Москва, Александровский сад, отсюда начинался путь
к мавзолею В. И. Ленина, 1962 год
Несмотря на бесперспективность любого решения, я решил рискнуть, так как мысль о том, что, оказавшись в Москве, ты не посетил мавзолей человека, почти божества, с чьим именем была связана вся твоя жизнь, была для меня кощунственной.
Я шёпотом поведал жене о своём замысле, который вызвал у неё чувство тревоги за меня, и она стала меня отговаривать от задуманного. Я же решил попытаться осуществить замысел.
Очередь желающих посетить мавзолей В. И. Ленина
Выбрав место, где расстояние между милиционерами, стоявшими за оградой внутри сада, было наибольшим, а толпившиеся там люди находились ближе к ограде, я каким-то чудом преодолел забор и ринулся в массу людей и затерялся там. Мне помогли члены какой-то делегации из Юго-Восточной Азии, может Китая, Вьетнама или Кореи. Они поняли моё намерение и, пропустив меня, весело сомкнулись. Тем самым они помешали пытавшимся меня преследовать милиционерам, что позволило мне скрыться. Осмотревшись, я увидел какое-то объявление, около которого стояло несколько человек и внимательно читало его. Заинтересовавшись, я подошёл к ним и прочёл правила посещения мавзолея, и это навело меня на мысль, как провести в сад жену. Я, осмотревшись, увидел её за забором и стал привлекать её внимание, махая рукой. Когда она меня заметила, я дал ей знак, чтобы она шла к центральному входу в сад, и сам направился туда же. Подождав, когда она подойдёт к воротам, я обратился к старшему по званию сотруднику милиции с просьбой выслушать меня. Я нарисовал ему словесную картину о том, как двое молодожёнов из далёкой Сибири по пути на родину к жене специально остановились в Москве, чтобы посетить мавзолей вождя, о чём они всю жизнь мечтали. Как, проведя бессонную ночь, они приехали в Александровский сад, и там прочитали правила посещения мавзолея, в которых было записано о запрете иметь при себе сумки, фотоаппараты и так далее. Они, будучи из далёкой провинции, не могли знать об этом, а у них с собою была сумка и фотоаппарат. Жена пошла, сдать всё это, как и предлагалось в камеру хранения исторического музея, и в это время закрыли ворота, и прекратили доступ на территорию Александровского сада. И вот я нахожусь в саду, а моя молодая супруга, у которой нет ни кого знакомых в городе, стоит за оградой и не знает, что ей делать. Моё повествование и моя речь видимо были настолько убедительны, что вызвали у сотрудника желание, помочь нам. Он попросил меня указать, где находится моя жена. Когда я это сделал, он подошёл к ней, взял её под руку и завёл через ворота в сад, тем самым, воссоединив нас. Впоследствии мы с друзьями не раз весело смеялись, когда я вспоминал этот забавный случай.

......

== Задания ==
[1] Сообщите, в скольких строках записей встречается слово «shorts». В ответе укажите только число.
[2] Продолжите воспоминания о посещении мавзолея В. И. Ленина, начав сразу после последнего предложения.
Текст и записи между собой никак не связаны.

......

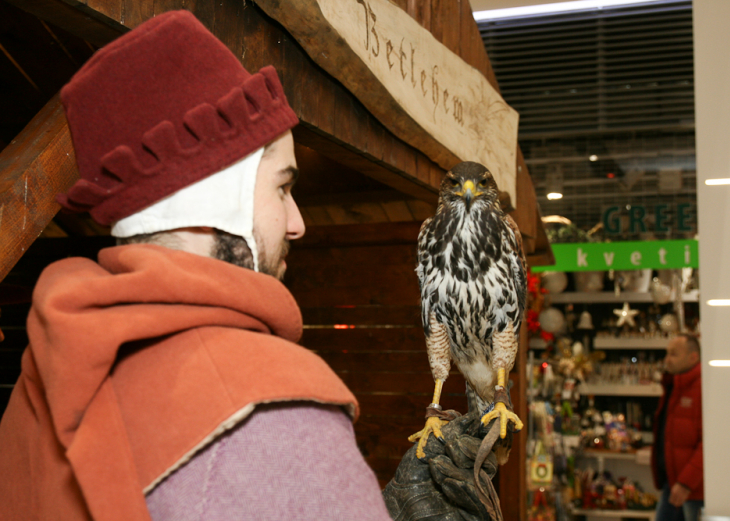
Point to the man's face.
(679, 357)
(277, 219)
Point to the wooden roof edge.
(37, 165)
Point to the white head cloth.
(223, 200)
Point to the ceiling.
(606, 103)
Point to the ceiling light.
(719, 302)
(546, 9)
(554, 182)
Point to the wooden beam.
(34, 167)
(314, 138)
(76, 18)
(414, 84)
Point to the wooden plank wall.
(333, 121)
(357, 287)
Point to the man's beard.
(234, 249)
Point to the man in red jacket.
(677, 454)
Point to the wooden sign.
(419, 89)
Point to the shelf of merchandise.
(639, 457)
(609, 297)
(641, 514)
(609, 342)
(537, 343)
(652, 389)
(609, 454)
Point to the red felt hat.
(160, 108)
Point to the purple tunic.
(287, 461)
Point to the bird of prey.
(471, 271)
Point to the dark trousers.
(689, 511)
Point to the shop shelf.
(537, 343)
(653, 389)
(610, 454)
(643, 514)
(608, 342)
(609, 297)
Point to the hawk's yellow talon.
(504, 416)
(433, 425)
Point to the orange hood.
(136, 363)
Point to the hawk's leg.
(433, 423)
(505, 344)
(500, 409)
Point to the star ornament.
(626, 315)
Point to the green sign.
(630, 255)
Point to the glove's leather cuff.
(501, 395)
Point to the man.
(162, 383)
(677, 451)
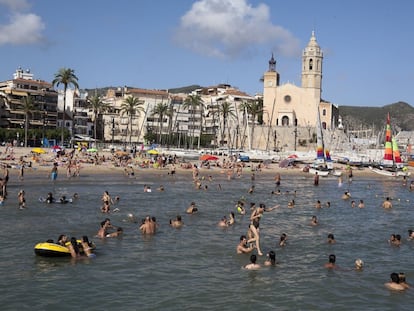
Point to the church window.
(287, 98)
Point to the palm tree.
(131, 106)
(161, 110)
(192, 102)
(226, 110)
(67, 77)
(98, 107)
(253, 110)
(28, 106)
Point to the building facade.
(43, 114)
(289, 105)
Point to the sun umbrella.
(121, 153)
(38, 150)
(208, 157)
(152, 151)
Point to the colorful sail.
(320, 154)
(388, 154)
(327, 155)
(396, 152)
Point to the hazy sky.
(161, 44)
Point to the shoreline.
(108, 167)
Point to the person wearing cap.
(331, 264)
(359, 264)
(387, 203)
(21, 199)
(394, 283)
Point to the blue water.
(196, 267)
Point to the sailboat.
(323, 163)
(391, 165)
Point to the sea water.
(196, 267)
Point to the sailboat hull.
(315, 171)
(390, 173)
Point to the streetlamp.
(44, 125)
(113, 130)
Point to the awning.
(18, 93)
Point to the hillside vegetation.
(357, 118)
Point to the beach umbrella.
(38, 150)
(121, 153)
(56, 148)
(152, 151)
(208, 157)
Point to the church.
(289, 105)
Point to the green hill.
(357, 118)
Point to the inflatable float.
(50, 249)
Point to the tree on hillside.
(67, 77)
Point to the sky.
(162, 44)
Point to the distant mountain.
(358, 118)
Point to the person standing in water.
(53, 174)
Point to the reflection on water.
(196, 267)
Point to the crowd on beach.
(249, 242)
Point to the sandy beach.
(41, 164)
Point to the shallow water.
(195, 267)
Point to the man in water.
(331, 263)
(242, 247)
(394, 284)
(387, 203)
(252, 265)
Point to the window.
(287, 99)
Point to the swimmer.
(223, 222)
(240, 208)
(252, 265)
(331, 239)
(394, 283)
(231, 220)
(283, 240)
(346, 195)
(192, 208)
(177, 222)
(242, 247)
(359, 264)
(402, 280)
(119, 231)
(387, 203)
(271, 259)
(331, 264)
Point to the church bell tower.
(312, 58)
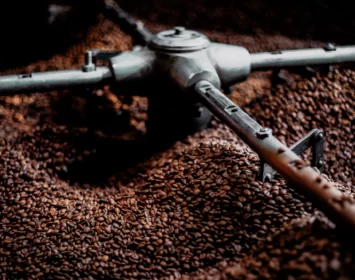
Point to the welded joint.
(314, 139)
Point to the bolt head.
(179, 30)
(263, 132)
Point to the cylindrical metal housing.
(187, 69)
(302, 57)
(47, 81)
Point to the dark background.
(27, 36)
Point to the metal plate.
(179, 40)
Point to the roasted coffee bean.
(192, 211)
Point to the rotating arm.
(339, 207)
(302, 57)
(46, 81)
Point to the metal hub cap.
(179, 40)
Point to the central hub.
(179, 40)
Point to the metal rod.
(302, 57)
(53, 80)
(134, 28)
(338, 206)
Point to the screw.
(263, 132)
(179, 30)
(320, 136)
(89, 65)
(330, 47)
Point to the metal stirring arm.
(329, 199)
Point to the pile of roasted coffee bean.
(192, 211)
(326, 102)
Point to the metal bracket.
(314, 139)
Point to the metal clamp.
(314, 139)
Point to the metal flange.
(179, 39)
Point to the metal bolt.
(263, 132)
(179, 30)
(330, 47)
(89, 64)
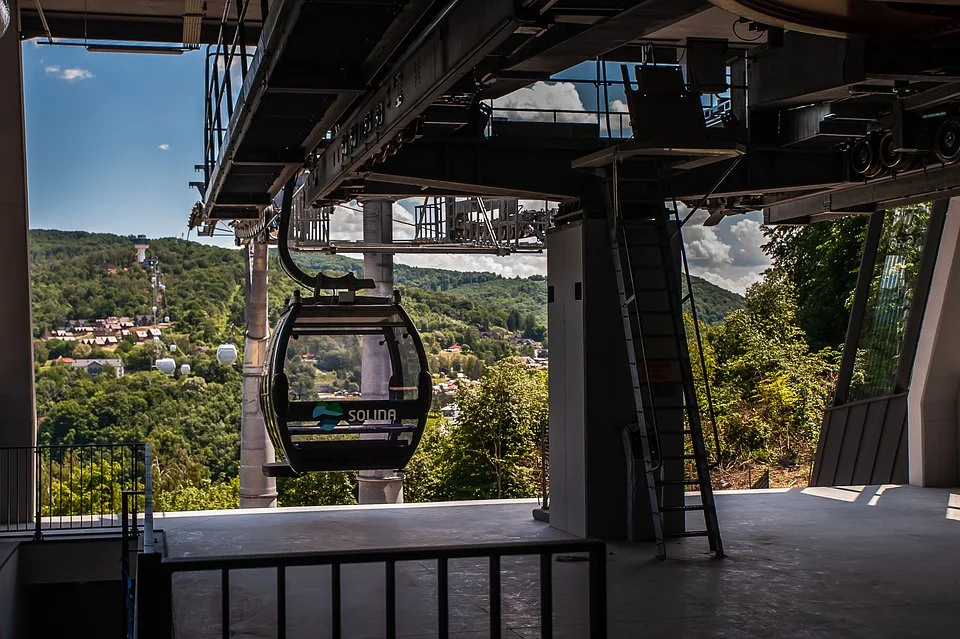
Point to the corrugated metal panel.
(863, 443)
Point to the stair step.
(678, 509)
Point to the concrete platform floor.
(820, 562)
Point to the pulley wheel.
(947, 142)
(894, 160)
(863, 158)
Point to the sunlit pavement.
(818, 562)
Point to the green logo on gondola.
(329, 414)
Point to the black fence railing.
(50, 488)
(155, 583)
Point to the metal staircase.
(668, 434)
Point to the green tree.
(493, 447)
(770, 388)
(822, 261)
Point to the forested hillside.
(193, 421)
(72, 280)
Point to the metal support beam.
(256, 449)
(126, 28)
(919, 186)
(433, 64)
(529, 168)
(760, 172)
(19, 425)
(377, 486)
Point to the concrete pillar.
(377, 486)
(933, 423)
(18, 425)
(256, 449)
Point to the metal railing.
(155, 583)
(45, 489)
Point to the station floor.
(875, 561)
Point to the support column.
(18, 426)
(256, 449)
(933, 412)
(377, 486)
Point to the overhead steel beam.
(920, 186)
(578, 42)
(760, 171)
(529, 168)
(433, 64)
(125, 28)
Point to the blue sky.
(112, 140)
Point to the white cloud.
(728, 254)
(749, 233)
(543, 99)
(738, 283)
(70, 74)
(522, 265)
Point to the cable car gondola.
(371, 428)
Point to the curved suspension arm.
(283, 235)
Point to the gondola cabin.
(346, 386)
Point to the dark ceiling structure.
(840, 107)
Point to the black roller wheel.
(947, 142)
(864, 158)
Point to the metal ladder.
(650, 215)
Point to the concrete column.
(377, 486)
(933, 425)
(18, 425)
(256, 449)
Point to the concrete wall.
(933, 420)
(18, 424)
(10, 592)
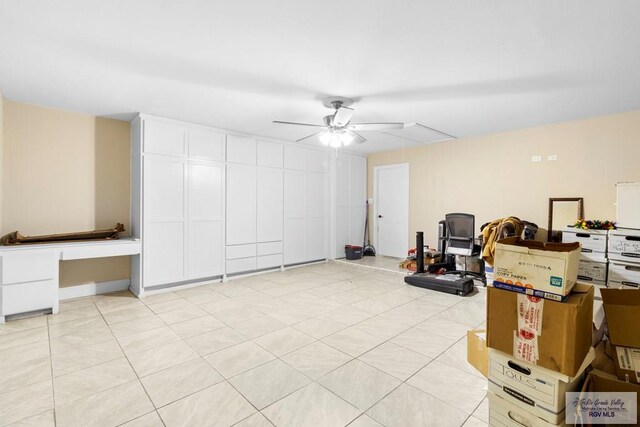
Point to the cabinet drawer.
(269, 261)
(241, 251)
(269, 248)
(25, 297)
(241, 265)
(28, 267)
(163, 138)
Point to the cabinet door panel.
(163, 251)
(294, 196)
(205, 191)
(241, 150)
(343, 180)
(241, 204)
(163, 138)
(316, 160)
(163, 189)
(206, 145)
(270, 154)
(295, 158)
(357, 183)
(270, 204)
(315, 195)
(315, 239)
(205, 249)
(294, 236)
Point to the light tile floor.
(331, 344)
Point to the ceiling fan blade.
(309, 136)
(342, 116)
(375, 126)
(296, 124)
(358, 139)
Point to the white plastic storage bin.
(539, 389)
(509, 414)
(623, 274)
(624, 245)
(591, 240)
(591, 271)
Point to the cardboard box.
(623, 274)
(541, 391)
(505, 413)
(547, 270)
(624, 245)
(590, 240)
(566, 327)
(622, 310)
(477, 351)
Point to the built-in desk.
(29, 274)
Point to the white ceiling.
(464, 67)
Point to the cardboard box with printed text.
(546, 270)
(622, 311)
(565, 335)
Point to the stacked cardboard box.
(593, 264)
(539, 332)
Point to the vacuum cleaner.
(437, 282)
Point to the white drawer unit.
(591, 271)
(28, 266)
(590, 240)
(624, 245)
(241, 251)
(623, 274)
(269, 248)
(28, 296)
(269, 261)
(241, 265)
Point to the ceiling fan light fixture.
(325, 138)
(347, 138)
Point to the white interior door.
(391, 209)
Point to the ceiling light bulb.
(347, 139)
(325, 138)
(336, 140)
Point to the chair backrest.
(460, 225)
(460, 233)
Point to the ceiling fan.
(337, 130)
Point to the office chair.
(460, 241)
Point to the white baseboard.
(89, 289)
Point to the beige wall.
(66, 172)
(493, 176)
(1, 150)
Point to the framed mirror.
(563, 211)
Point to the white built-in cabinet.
(207, 203)
(178, 207)
(350, 199)
(254, 204)
(306, 210)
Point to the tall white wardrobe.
(207, 204)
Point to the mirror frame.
(580, 212)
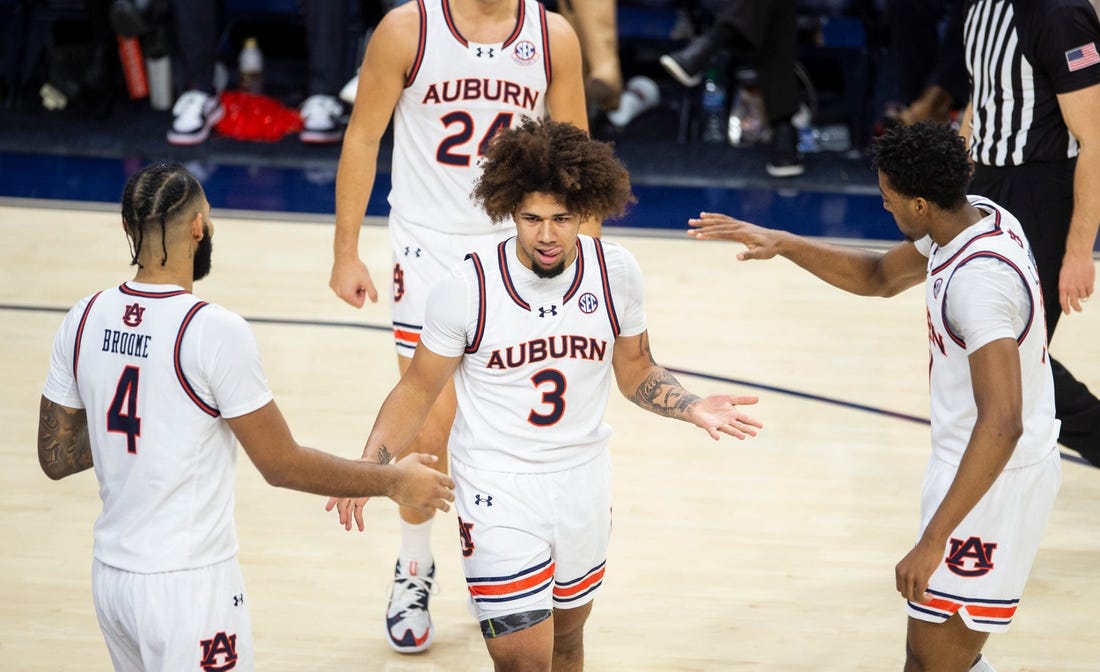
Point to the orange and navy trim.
(565, 592)
(996, 231)
(79, 333)
(454, 29)
(210, 410)
(421, 43)
(502, 260)
(480, 330)
(407, 336)
(988, 612)
(150, 295)
(546, 42)
(608, 303)
(578, 275)
(1031, 307)
(521, 584)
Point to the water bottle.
(251, 67)
(714, 108)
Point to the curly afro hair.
(552, 157)
(926, 160)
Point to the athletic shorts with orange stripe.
(534, 540)
(990, 554)
(422, 257)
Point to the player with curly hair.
(994, 470)
(532, 330)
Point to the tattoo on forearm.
(63, 440)
(384, 456)
(661, 394)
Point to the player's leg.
(408, 621)
(945, 647)
(569, 638)
(110, 595)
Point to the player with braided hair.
(154, 387)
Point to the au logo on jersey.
(970, 558)
(587, 303)
(219, 653)
(525, 52)
(133, 315)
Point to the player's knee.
(498, 626)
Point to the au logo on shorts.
(970, 558)
(219, 653)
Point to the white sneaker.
(408, 624)
(193, 117)
(321, 120)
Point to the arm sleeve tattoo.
(384, 456)
(660, 392)
(63, 440)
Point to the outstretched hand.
(417, 486)
(759, 242)
(718, 415)
(351, 282)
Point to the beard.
(549, 271)
(202, 255)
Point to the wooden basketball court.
(771, 554)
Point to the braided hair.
(153, 196)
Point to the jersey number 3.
(125, 421)
(553, 396)
(447, 154)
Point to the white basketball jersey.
(537, 355)
(459, 95)
(998, 237)
(156, 371)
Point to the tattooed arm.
(642, 381)
(63, 440)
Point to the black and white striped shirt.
(1021, 54)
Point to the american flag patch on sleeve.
(1082, 57)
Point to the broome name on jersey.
(481, 88)
(125, 342)
(550, 348)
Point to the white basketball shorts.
(193, 619)
(990, 553)
(421, 259)
(534, 541)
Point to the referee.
(1033, 124)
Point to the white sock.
(416, 546)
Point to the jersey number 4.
(449, 151)
(125, 421)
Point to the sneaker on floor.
(783, 156)
(321, 120)
(193, 117)
(408, 624)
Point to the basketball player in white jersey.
(994, 469)
(451, 74)
(532, 329)
(153, 387)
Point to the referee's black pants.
(1041, 196)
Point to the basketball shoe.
(408, 624)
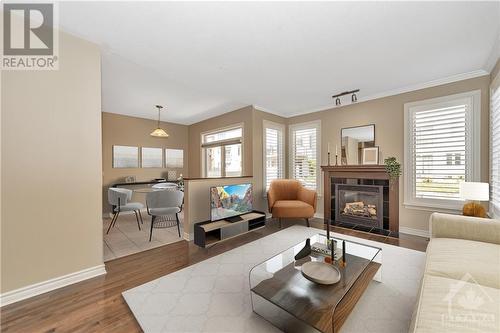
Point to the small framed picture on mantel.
(370, 156)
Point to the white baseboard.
(49, 285)
(415, 232)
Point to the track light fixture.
(354, 98)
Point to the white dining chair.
(163, 204)
(119, 199)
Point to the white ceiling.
(208, 58)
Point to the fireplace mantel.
(362, 172)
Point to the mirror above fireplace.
(353, 140)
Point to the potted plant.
(393, 168)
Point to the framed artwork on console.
(370, 156)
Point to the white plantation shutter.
(305, 153)
(440, 150)
(274, 163)
(495, 149)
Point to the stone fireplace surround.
(374, 175)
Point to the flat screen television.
(230, 201)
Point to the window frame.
(281, 130)
(222, 144)
(291, 143)
(494, 211)
(473, 146)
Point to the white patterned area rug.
(214, 296)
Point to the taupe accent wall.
(132, 131)
(387, 114)
(51, 168)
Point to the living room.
(197, 171)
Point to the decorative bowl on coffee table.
(282, 295)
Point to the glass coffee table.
(285, 298)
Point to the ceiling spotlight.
(354, 98)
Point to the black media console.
(208, 233)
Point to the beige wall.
(495, 71)
(51, 168)
(387, 114)
(244, 116)
(131, 131)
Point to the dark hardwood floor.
(96, 305)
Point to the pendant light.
(159, 132)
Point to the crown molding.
(415, 87)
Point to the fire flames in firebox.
(359, 208)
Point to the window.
(274, 157)
(222, 152)
(495, 148)
(152, 157)
(304, 153)
(125, 157)
(441, 149)
(174, 158)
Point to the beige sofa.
(460, 289)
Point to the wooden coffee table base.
(289, 323)
(347, 303)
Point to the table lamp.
(474, 192)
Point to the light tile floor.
(125, 238)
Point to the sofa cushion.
(448, 305)
(453, 258)
(292, 208)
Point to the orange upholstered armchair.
(287, 198)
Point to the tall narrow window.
(441, 149)
(495, 148)
(274, 157)
(304, 153)
(222, 152)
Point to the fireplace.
(360, 204)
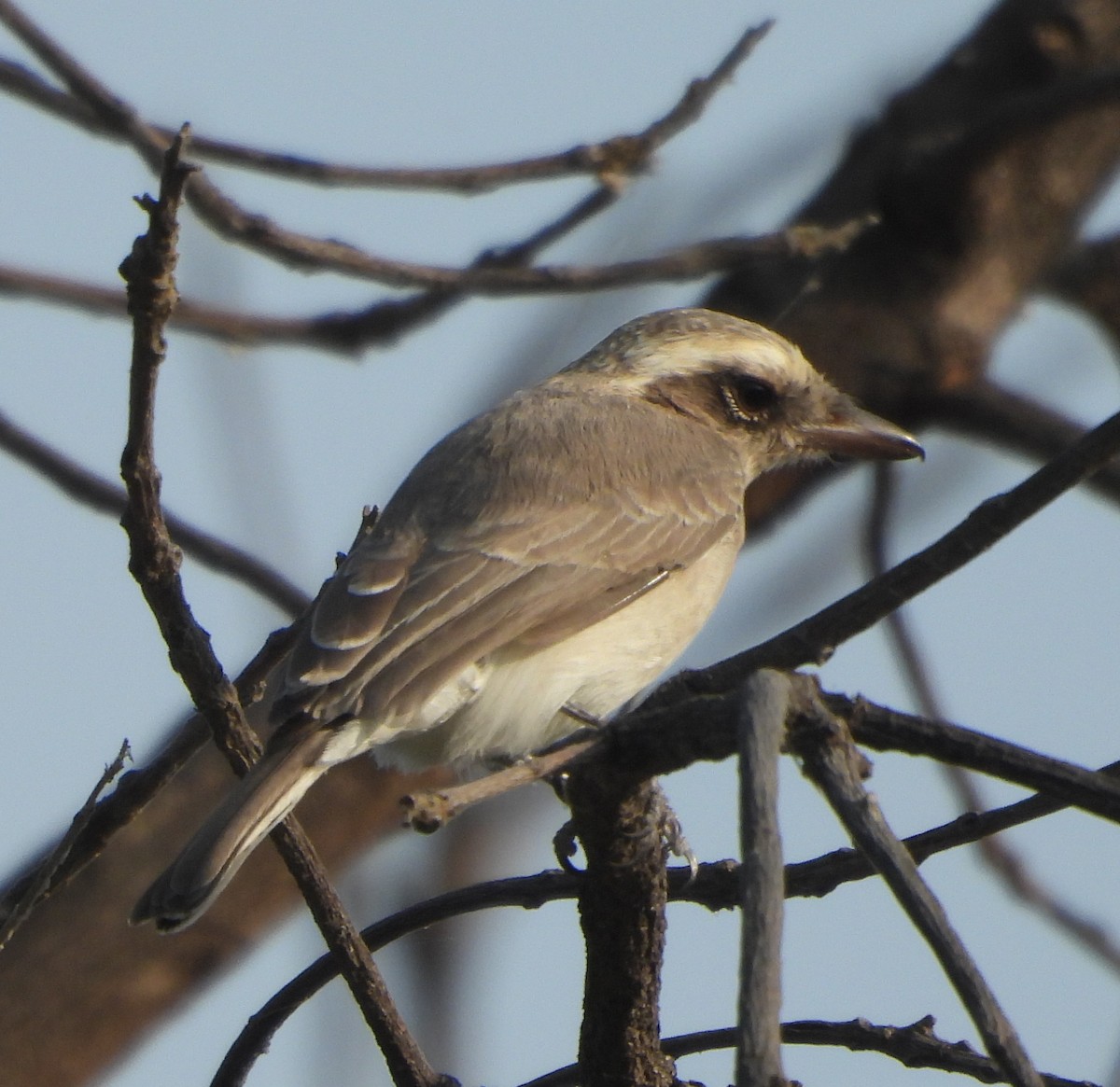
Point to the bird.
(540, 566)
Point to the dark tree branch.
(1086, 276)
(762, 728)
(149, 272)
(622, 913)
(916, 1047)
(1005, 862)
(716, 886)
(989, 413)
(832, 760)
(816, 637)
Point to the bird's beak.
(855, 432)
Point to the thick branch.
(622, 913)
(832, 760)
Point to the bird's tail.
(210, 860)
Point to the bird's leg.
(671, 830)
(564, 841)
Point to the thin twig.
(96, 493)
(716, 886)
(762, 728)
(260, 234)
(137, 787)
(916, 1047)
(1002, 860)
(816, 637)
(830, 760)
(990, 413)
(614, 158)
(149, 273)
(36, 889)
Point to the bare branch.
(92, 491)
(149, 272)
(762, 727)
(830, 760)
(994, 414)
(1003, 861)
(622, 913)
(916, 1047)
(816, 637)
(609, 160)
(1086, 276)
(36, 889)
(261, 234)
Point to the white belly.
(510, 704)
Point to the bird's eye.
(749, 398)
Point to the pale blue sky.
(279, 449)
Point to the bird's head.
(749, 383)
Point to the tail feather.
(212, 857)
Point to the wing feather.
(486, 547)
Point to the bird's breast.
(510, 704)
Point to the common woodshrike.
(538, 567)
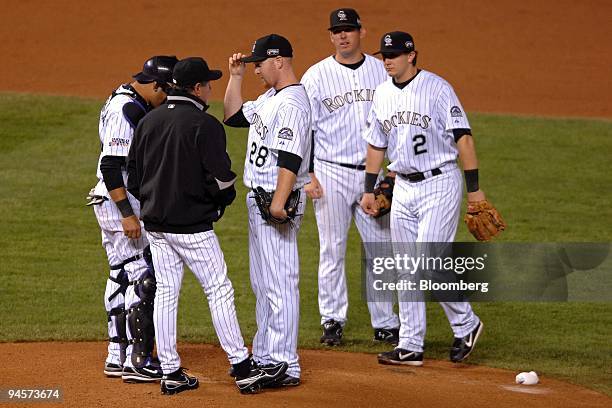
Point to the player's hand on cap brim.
(236, 66)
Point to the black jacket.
(179, 169)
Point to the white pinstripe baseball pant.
(275, 268)
(342, 190)
(428, 211)
(202, 254)
(118, 248)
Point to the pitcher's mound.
(329, 379)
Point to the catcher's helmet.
(157, 69)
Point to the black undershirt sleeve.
(289, 161)
(237, 120)
(459, 133)
(110, 166)
(133, 113)
(311, 164)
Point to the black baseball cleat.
(463, 347)
(284, 381)
(148, 373)
(389, 336)
(178, 381)
(258, 377)
(401, 357)
(113, 370)
(332, 333)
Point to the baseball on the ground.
(530, 378)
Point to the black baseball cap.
(396, 41)
(346, 17)
(193, 70)
(157, 69)
(270, 46)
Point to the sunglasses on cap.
(392, 55)
(339, 30)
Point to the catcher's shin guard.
(115, 310)
(117, 316)
(140, 319)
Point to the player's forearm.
(374, 159)
(119, 197)
(233, 97)
(284, 186)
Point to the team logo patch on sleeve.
(456, 112)
(285, 133)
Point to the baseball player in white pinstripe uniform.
(276, 160)
(117, 212)
(341, 88)
(180, 171)
(418, 120)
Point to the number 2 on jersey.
(419, 143)
(262, 155)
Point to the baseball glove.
(384, 196)
(483, 220)
(264, 200)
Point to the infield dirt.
(534, 58)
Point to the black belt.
(360, 167)
(419, 176)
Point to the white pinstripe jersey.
(278, 121)
(115, 133)
(341, 98)
(416, 123)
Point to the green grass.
(550, 179)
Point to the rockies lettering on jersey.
(278, 121)
(116, 133)
(356, 95)
(341, 98)
(416, 123)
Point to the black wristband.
(125, 208)
(471, 180)
(370, 182)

......

== Ответы к упражнению ==
[1] 3

[2]
Конечно, за два дня невозможно «объять необъятное», тем более без предварительно продуманного и спланированного порядка знакомства с достопримечательностями столицы. Поэтому наше первое посещение Москвы в этом плане было малопродуктивно, хотя впечатлений было уйма.
На следующий день мы продолжили своё путешествие, сев на поезд, идущий по маршруту Москва – Ростов на Дону. Ехать нам надо было до станции Дебальцево. На станцию Дебальцево мы прибыли рано утром. Дальше наше путешествие, во всяком случае, для меня это было путешествие, так как на Украине я был впервые, продолжалось на междугороднем автобусе до города Антрацита, откуда местным транспортом мы добрались до шахтёрского посёлка Б. Платова, где проживали мама и родственники моей супруги. Мы не предупреждали о дне своего приезда, поэтому нас никто не встречал, хотя конечно нас ждали, потому что знали, что мы в дороге. Настроение у меня было тревожное, так как я не знал, какое гостеприимство меня ожидает. Я в первой книге писал, что наши родители были не в восторге от нашего решения пожениться, поэтому основания для тревоги у меня были, но моя жена меня всячески успокаивала, убеждая, что всё будет нормально.
Моя тёща встретила меня хоть и сдержано, но доброжелательно. Весть о нашем приезде моментально разнеслась по небольшому рабочему посёлку, где все знали друг друга и многие находились в родственных отношениях. Сначала я познакомился с женской половиной новой родни, так как мужская половина, а в основном это были шахтёры, находилась на работе, или отдыхали после ночной смены.
Работа на шахте осуществлялась в четыре или пять смен, я уже сейчас не помню, поэтому всем собраться в один день не представлялось возможным. Таким образом, представление меня родне шло днём и ночью. Так как это сопровождалось застольем, у шахтёров, как и у сибиряков, это традиция, я вскоре потерял чувство времени и начал путать день с ночью.
Все вместе собрались в воскресенье. К этому времени я уже познакомился с процессом самогоноварения, которым в посёлке занимались почти в каждом доме. Даже была своеобразная конкуренция. Чтобы убрать конкурента, и отвести от себя возможное подозрение со стороны правоохранительных органов, нередко соседи «стучали» друг на друга этим органам. Так, во всяком случае, мне поясняли мои новые родственники.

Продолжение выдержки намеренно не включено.